• _Verilen Problem a_
Satırlardan "radome" kelimesini içerenlerin hepsini çıkar.

• _Verilen Metin_
################

Hainler, gücün gölgesinde yaşar. Belki de gücün gölgesidir hain. Gölgesi olabileceği başka bir şey bulamamıştır. Çirkin olduğu için kötü, vahşi ve hain değildir, çirkin olduğuna inandırıldığı için kötü, vahşi ve haindir. Ruhlar elçisi zalim Frollolarla ölümlüler arasında, çirkin, doğanın düzeltilemeyen bu en kötü kusuruna sahip olduğuna inandırılan zavallı Quasimodoların vahşi gücü yükselir. Çirkinliğe yamanmış gücün, lanetlilerin çığlıklarının duyulduğu alev kuyularına eğilmesi. Ama aynı çirkin kambur, Frolloların gölgesinden çıkıp da Esmeraldalara, yani güzelliğin zümrüt ışığına sığındığında, insanlığın en büyük erdemi gibi parlar. Çirkin olan huylardır ve güzellik yalnızca bir gövdeden ibaret değildir çünkü.

################

• _Verilen Problem b_
Hainler üzerine metne göre hainler neyin gölgesinde yaşar?

################

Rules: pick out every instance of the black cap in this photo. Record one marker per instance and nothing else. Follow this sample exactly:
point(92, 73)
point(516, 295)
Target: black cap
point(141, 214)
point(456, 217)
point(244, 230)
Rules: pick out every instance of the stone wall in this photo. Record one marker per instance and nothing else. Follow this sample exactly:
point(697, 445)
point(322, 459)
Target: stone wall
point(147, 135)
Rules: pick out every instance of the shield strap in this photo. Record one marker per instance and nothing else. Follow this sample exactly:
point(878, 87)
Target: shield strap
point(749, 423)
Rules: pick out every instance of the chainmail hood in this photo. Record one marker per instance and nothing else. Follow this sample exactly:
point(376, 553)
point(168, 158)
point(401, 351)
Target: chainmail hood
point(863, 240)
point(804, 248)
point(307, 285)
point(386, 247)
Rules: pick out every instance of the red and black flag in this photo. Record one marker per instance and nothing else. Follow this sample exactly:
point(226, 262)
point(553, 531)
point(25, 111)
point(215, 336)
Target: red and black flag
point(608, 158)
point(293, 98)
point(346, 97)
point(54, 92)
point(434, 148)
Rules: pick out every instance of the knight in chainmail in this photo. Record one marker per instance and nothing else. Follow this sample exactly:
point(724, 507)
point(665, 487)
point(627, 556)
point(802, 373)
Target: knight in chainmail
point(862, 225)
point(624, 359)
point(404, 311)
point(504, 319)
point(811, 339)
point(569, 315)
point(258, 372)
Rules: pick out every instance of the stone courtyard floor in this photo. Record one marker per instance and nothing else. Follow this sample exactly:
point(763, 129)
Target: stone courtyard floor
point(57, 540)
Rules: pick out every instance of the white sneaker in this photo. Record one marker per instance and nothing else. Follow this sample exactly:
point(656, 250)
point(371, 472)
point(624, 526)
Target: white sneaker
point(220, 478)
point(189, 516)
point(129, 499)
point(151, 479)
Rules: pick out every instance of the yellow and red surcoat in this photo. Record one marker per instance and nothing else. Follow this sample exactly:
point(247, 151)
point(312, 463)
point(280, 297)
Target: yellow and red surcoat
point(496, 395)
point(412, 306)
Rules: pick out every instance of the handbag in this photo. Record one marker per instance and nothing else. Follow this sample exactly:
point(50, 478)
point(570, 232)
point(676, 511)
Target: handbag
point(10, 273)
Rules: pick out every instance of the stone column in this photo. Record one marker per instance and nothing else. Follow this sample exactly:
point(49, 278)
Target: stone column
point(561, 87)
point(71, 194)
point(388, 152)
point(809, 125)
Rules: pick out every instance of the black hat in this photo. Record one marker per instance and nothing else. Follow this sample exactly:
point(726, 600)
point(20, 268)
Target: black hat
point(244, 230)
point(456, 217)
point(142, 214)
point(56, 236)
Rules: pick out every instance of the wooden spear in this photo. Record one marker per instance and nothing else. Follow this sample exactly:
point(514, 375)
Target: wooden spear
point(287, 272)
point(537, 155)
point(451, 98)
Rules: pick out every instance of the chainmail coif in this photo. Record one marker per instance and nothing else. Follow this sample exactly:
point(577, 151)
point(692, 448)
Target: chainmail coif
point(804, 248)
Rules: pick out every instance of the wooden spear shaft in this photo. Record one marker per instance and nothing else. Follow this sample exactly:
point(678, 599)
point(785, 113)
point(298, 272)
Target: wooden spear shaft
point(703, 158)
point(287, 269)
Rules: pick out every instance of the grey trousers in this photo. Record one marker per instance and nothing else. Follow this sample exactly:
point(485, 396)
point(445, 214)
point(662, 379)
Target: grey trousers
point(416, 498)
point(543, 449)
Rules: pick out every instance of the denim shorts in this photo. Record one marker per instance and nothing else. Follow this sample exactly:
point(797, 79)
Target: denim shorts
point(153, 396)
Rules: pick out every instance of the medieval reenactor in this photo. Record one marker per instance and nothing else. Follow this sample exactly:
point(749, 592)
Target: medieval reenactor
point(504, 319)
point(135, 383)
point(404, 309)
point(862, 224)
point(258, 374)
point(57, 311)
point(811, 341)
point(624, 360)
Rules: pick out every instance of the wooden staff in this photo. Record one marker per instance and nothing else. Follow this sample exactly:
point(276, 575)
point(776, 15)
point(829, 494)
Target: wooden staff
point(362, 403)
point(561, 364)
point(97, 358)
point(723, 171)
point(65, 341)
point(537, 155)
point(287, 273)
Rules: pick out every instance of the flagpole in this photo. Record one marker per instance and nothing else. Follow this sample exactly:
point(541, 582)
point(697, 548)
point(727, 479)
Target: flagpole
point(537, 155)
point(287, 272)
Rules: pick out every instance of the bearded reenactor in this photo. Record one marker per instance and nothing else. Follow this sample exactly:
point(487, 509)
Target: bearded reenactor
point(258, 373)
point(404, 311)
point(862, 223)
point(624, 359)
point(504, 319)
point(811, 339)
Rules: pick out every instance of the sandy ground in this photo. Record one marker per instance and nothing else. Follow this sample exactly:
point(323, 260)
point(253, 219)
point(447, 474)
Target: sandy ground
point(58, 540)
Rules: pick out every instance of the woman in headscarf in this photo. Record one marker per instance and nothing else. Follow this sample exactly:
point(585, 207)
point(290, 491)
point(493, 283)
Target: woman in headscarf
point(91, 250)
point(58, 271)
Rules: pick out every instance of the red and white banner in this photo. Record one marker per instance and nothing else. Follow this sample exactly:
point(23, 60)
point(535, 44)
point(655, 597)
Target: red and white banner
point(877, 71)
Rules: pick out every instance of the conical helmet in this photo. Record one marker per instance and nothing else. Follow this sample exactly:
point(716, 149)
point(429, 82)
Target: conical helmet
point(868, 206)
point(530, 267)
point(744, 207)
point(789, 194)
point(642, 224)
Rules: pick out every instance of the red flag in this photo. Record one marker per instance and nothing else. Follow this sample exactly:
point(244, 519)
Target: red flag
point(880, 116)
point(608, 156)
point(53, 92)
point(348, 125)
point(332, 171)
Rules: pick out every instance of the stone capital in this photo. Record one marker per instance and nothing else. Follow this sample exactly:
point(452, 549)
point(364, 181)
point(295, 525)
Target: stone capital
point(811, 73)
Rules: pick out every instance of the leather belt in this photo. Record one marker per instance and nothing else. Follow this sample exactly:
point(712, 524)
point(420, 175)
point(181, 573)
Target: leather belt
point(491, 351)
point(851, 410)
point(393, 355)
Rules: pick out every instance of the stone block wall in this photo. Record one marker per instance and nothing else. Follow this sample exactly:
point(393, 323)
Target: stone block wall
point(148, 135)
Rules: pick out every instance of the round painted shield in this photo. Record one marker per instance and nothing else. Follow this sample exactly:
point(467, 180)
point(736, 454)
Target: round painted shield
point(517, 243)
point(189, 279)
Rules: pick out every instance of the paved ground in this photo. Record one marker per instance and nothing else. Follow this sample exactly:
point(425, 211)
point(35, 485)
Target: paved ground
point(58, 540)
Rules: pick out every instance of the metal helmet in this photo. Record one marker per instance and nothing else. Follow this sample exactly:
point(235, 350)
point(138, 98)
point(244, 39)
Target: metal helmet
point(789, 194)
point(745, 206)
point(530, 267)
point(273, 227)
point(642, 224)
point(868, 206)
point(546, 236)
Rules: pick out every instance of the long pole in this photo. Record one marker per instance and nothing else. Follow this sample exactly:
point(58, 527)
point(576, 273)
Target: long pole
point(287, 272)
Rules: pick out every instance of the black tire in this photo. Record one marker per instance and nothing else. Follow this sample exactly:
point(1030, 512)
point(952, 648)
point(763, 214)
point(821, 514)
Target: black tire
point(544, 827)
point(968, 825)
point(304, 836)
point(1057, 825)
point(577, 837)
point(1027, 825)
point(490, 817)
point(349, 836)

################

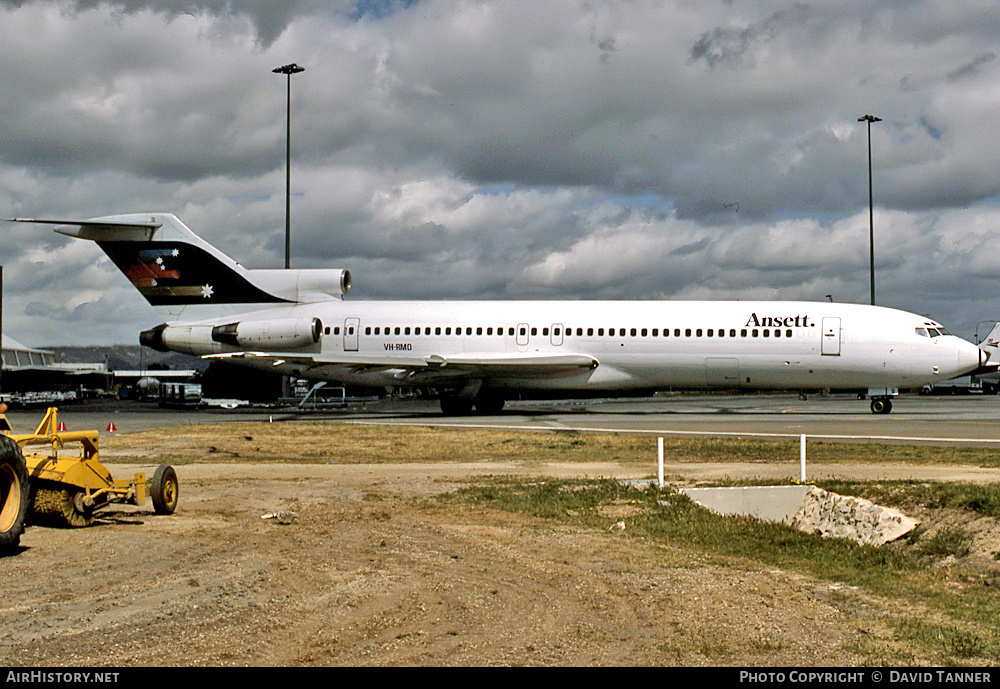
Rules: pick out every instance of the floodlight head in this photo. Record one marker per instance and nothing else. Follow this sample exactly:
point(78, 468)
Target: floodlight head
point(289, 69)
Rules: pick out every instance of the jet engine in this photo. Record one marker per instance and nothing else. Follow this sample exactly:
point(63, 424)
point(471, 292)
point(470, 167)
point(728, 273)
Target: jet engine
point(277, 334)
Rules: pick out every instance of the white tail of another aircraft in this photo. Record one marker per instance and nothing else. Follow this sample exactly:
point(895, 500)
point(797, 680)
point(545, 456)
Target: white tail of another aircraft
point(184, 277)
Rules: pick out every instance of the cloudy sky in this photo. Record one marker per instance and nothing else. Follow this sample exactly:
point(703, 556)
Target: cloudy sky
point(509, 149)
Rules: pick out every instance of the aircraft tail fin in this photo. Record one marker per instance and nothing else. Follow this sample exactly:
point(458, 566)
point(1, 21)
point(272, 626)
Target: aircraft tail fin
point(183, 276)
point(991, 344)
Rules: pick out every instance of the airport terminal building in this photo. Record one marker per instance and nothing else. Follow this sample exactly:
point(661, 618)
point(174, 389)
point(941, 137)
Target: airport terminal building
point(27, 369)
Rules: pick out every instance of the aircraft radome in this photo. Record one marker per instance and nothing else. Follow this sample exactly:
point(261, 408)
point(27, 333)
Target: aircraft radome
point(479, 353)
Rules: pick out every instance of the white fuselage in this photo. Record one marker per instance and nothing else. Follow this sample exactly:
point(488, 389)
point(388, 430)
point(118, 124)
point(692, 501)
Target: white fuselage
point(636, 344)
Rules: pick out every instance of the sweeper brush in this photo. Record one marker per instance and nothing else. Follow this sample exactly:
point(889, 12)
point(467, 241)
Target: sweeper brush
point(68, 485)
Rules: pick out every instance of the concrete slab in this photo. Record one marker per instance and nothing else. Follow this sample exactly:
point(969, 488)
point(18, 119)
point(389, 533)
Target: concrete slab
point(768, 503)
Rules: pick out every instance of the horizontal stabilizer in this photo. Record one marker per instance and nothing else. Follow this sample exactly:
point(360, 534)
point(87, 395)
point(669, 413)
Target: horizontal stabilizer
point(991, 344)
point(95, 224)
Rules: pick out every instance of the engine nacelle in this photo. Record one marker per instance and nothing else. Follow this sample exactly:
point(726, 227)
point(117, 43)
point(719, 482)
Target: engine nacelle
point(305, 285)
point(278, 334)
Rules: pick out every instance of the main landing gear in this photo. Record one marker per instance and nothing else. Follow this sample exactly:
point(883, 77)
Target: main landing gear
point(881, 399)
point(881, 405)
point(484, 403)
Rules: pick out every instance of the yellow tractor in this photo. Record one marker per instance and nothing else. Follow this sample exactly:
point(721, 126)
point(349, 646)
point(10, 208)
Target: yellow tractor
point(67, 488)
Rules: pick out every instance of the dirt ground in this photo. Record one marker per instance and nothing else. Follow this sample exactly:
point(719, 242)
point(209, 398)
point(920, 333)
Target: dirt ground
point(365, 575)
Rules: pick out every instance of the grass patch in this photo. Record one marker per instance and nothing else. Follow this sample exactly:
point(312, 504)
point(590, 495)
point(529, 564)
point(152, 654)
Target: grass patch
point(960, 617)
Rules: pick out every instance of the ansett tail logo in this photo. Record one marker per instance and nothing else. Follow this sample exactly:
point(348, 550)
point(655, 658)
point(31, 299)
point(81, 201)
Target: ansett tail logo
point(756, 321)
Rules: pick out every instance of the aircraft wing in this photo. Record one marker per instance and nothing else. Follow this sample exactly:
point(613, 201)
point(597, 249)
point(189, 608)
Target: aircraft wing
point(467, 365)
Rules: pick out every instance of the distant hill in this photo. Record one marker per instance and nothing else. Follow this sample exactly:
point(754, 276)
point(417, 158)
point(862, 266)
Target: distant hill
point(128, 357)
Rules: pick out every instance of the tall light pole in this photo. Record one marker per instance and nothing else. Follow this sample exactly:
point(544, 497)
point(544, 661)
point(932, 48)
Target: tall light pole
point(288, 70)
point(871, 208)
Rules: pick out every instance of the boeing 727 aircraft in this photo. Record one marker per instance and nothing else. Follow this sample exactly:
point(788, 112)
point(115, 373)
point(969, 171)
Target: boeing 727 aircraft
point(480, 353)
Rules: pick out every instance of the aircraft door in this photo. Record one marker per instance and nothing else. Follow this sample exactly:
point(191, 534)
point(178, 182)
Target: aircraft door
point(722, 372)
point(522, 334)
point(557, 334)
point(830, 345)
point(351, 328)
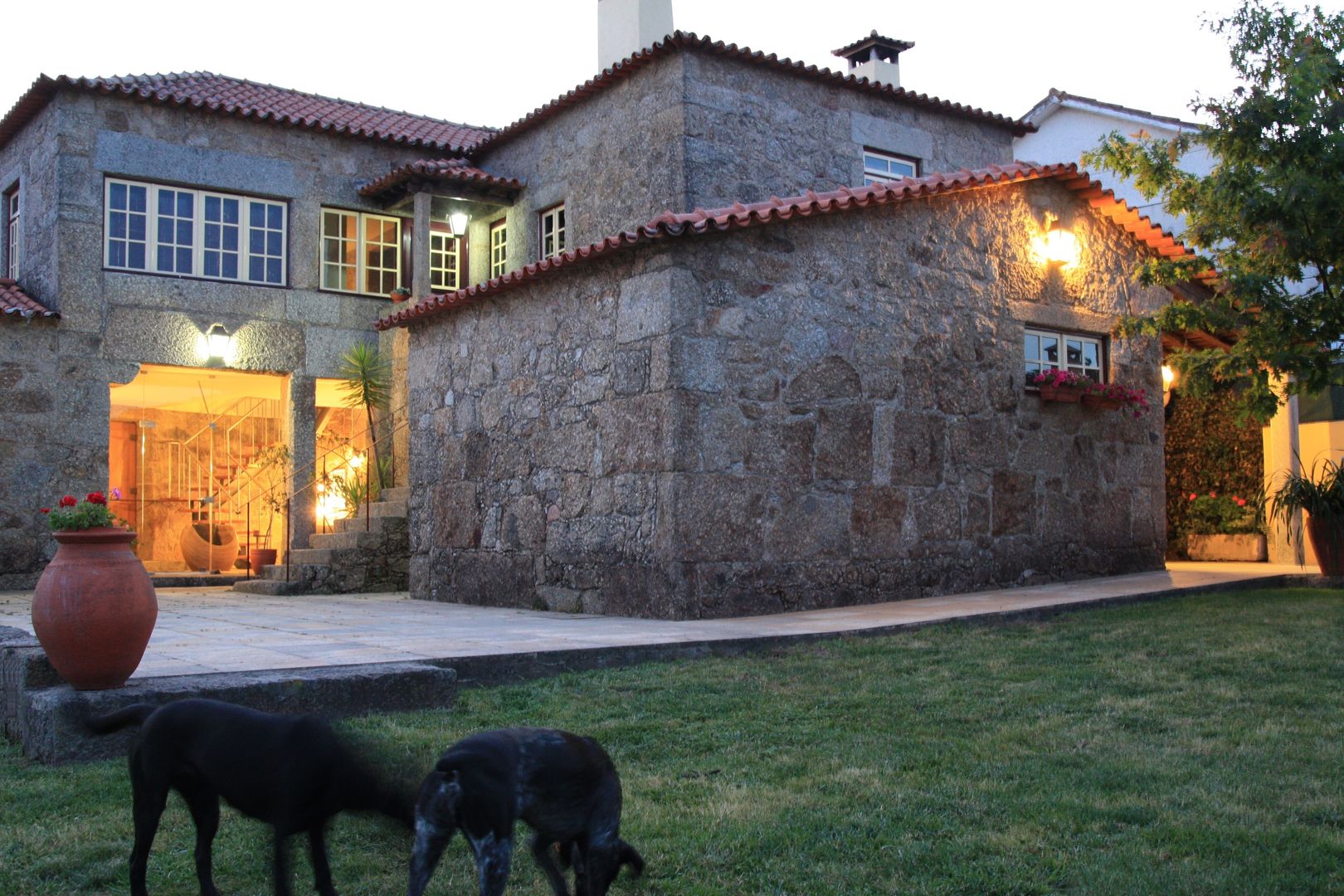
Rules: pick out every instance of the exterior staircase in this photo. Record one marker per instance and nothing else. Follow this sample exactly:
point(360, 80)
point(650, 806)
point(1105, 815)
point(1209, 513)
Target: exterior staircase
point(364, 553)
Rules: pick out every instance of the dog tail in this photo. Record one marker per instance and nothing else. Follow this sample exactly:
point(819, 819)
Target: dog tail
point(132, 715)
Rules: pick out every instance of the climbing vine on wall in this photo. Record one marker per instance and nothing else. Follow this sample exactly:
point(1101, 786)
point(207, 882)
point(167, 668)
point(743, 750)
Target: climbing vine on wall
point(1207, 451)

################

• _Çıktı a_
Rules: pick out every instance of the aircraft radome in this photo. Record one marker per instance and nothing else. Follow this sample exactly:
Target: aircraft radome

• _Çıktı b_
Gücün gölgesinde.